Picture annotation entries
________________________________________
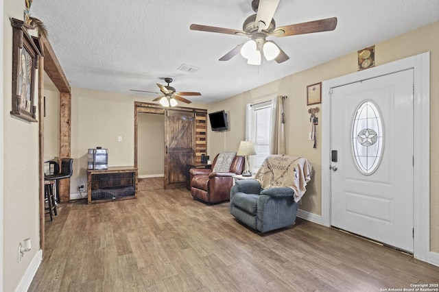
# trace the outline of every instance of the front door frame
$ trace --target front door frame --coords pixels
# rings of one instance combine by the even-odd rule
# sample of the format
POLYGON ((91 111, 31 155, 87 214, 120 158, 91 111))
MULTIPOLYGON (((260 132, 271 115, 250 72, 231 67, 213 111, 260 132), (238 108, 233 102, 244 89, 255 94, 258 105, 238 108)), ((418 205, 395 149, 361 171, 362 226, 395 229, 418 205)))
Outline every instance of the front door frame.
POLYGON ((322 223, 331 226, 331 88, 414 69, 414 256, 429 261, 430 242, 430 53, 426 52, 322 83, 322 223))

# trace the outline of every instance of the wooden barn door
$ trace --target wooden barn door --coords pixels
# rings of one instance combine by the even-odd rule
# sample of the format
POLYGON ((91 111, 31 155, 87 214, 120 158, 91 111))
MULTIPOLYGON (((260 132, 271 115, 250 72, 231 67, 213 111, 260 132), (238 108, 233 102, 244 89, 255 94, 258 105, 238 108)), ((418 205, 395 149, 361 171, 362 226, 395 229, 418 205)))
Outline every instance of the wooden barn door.
MULTIPOLYGON (((186 165, 201 160, 207 151, 207 110, 134 102, 134 167, 138 167, 139 113, 165 115, 165 188, 186 187, 186 165)), ((153 136, 152 139, 155 138, 153 136)), ((162 153, 157 154, 162 155, 162 153)))
POLYGON ((165 119, 165 188, 186 186, 186 165, 195 158, 193 111, 168 110, 165 119))

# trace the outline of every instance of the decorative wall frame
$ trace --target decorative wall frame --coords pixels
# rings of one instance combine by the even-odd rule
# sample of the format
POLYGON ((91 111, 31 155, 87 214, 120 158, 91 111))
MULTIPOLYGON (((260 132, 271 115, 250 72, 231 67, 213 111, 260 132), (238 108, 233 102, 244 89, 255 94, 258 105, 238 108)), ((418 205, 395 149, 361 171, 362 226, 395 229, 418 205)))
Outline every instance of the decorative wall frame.
POLYGON ((375 66, 375 46, 361 49, 357 53, 358 55, 358 71, 375 66))
POLYGON ((35 75, 40 52, 27 29, 34 27, 11 19, 12 25, 12 115, 30 122, 36 120, 35 75))
POLYGON ((307 86, 307 106, 322 103, 322 82, 307 86))

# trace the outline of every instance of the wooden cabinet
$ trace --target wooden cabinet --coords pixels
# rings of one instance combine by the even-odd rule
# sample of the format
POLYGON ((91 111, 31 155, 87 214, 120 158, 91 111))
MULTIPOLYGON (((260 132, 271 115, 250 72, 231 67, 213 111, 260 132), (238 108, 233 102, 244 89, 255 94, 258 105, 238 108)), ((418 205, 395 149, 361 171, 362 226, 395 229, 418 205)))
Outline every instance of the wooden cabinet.
POLYGON ((137 197, 137 167, 88 169, 87 194, 88 204, 137 197))

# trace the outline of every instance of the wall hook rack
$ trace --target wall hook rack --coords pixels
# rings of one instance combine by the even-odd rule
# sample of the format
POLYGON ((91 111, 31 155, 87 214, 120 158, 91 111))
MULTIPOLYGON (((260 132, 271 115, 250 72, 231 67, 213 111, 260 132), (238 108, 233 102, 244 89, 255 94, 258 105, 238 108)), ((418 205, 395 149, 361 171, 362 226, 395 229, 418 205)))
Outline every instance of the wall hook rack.
POLYGON ((308 113, 311 114, 316 114, 316 113, 318 113, 318 112, 320 111, 320 109, 319 108, 318 106, 316 106, 316 108, 311 108, 309 109, 308 109, 308 113))

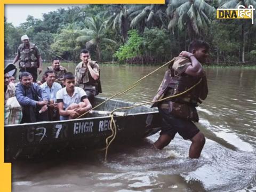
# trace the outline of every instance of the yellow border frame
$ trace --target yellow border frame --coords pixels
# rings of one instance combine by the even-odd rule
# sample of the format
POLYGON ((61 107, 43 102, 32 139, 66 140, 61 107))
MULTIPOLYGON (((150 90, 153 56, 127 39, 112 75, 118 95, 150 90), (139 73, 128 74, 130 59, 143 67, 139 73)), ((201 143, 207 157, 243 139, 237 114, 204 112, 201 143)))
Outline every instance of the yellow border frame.
MULTIPOLYGON (((74 0, 71 2, 70 0, 44 0, 44 3, 41 1, 35 1, 31 0, 23 0, 19 2, 18 0, 3 0, 0 2, 0 15, 2 17, 2 22, 0 23, 0 30, 1 31, 2 38, 0 39, 0 45, 1 54, 0 54, 0 60, 3 62, 1 70, 1 77, 4 77, 4 5, 5 4, 164 4, 164 0, 93 0, 83 1, 74 0)), ((4 93, 3 78, 2 78, 2 86, 0 86, 0 93, 4 93)), ((2 95, 2 94, 1 94, 2 95)), ((0 106, 2 113, 0 115, 0 123, 2 125, 0 132, 0 192, 10 192, 12 190, 11 188, 11 164, 4 163, 4 97, 1 99, 0 106)))

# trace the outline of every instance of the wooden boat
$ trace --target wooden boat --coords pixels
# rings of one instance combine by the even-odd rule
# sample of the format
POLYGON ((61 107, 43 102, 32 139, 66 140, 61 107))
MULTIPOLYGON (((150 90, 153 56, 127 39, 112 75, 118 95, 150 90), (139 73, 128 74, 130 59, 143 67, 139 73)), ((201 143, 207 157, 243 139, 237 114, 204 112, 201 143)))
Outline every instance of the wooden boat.
MULTIPOLYGON (((105 100, 95 97, 92 105, 95 106, 105 100)), ((103 148, 106 138, 111 134, 107 111, 134 105, 110 100, 83 118, 5 125, 5 161, 20 157, 30 158, 50 151, 65 150, 66 147, 103 148)), ((140 106, 121 110, 114 115, 117 127, 115 142, 141 139, 159 130, 157 109, 140 106)))

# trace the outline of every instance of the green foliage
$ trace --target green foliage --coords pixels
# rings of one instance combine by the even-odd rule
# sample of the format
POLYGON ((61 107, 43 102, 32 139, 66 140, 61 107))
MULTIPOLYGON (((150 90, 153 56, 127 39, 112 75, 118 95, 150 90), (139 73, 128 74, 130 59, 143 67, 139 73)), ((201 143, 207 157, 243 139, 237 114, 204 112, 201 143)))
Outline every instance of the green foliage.
POLYGON ((159 63, 187 50, 191 40, 197 38, 210 43, 212 62, 253 61, 255 25, 250 20, 215 19, 214 9, 255 2, 172 0, 162 5, 87 4, 45 13, 42 20, 29 15, 17 27, 5 19, 4 55, 13 59, 20 37, 27 34, 44 60, 59 56, 77 61, 81 50, 86 47, 98 60, 108 61, 115 57, 130 63, 159 63))
POLYGON ((63 29, 54 38, 51 52, 67 60, 78 60, 81 47, 76 43, 79 34, 73 29, 63 29))
POLYGON ((51 45, 53 43, 53 36, 48 31, 42 31, 35 35, 33 43, 38 45, 43 60, 51 60, 52 53, 49 52, 51 45))
POLYGON ((147 54, 156 58, 170 55, 171 42, 170 34, 164 29, 146 28, 143 34, 144 47, 147 54))
POLYGON ((127 42, 121 45, 115 53, 115 56, 121 61, 142 55, 140 48, 143 41, 143 37, 139 36, 137 30, 134 29, 128 32, 128 36, 127 42))

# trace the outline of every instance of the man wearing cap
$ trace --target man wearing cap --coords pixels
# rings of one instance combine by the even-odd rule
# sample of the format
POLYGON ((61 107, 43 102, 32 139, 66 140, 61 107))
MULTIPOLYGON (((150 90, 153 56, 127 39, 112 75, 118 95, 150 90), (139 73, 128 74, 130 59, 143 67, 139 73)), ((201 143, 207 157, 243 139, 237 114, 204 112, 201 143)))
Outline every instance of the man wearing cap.
POLYGON ((40 74, 42 72, 42 58, 38 48, 29 42, 29 38, 27 35, 21 36, 21 44, 18 48, 17 55, 13 63, 15 63, 19 59, 20 62, 20 71, 27 71, 30 73, 33 77, 33 81, 36 82, 37 78, 37 68, 40 74))
POLYGON ((66 68, 60 65, 60 60, 58 58, 54 58, 52 60, 52 66, 47 67, 47 69, 54 71, 55 75, 55 82, 59 83, 63 87, 63 76, 68 71, 66 68))
POLYGON ((4 105, 11 97, 15 96, 15 85, 10 83, 10 76, 16 73, 16 67, 13 64, 9 64, 4 69, 4 105), (11 73, 9 75, 9 73, 11 73))
POLYGON ((94 97, 102 93, 100 81, 100 69, 96 61, 92 61, 87 50, 82 50, 80 53, 82 60, 76 67, 75 76, 76 86, 83 89, 92 101, 94 97))

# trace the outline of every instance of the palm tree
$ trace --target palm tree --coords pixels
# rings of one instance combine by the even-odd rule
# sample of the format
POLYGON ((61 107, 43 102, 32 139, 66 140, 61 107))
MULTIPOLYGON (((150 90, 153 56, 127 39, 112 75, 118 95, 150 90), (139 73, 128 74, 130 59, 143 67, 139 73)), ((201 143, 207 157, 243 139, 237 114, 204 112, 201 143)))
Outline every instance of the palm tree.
________________________________________
**WHAT YOU HAVE TO DO:** Copy everything from the start of the entries above down to the line containing "Outline every instance of the front", with both ends included. Leave the pictures out.

**REPLY TO THE EXERCISE:**
# trace the outline of every instance of the front door frame
$ trace --target front door frame --coords pixels
# rings of one instance combine by the even-odd rule
# sample of the format
POLYGON ((91 111, 31 155, 87 214, 120 158, 91 111))
MULTIPOLYGON (((260 132, 271 115, 250 72, 231 67, 213 111, 260 132), (238 108, 233 102, 244 89, 255 94, 258 105, 238 108)), ((418 205, 395 149, 361 171, 362 226, 395 229, 418 205)))
Outline every instance of the front door frame.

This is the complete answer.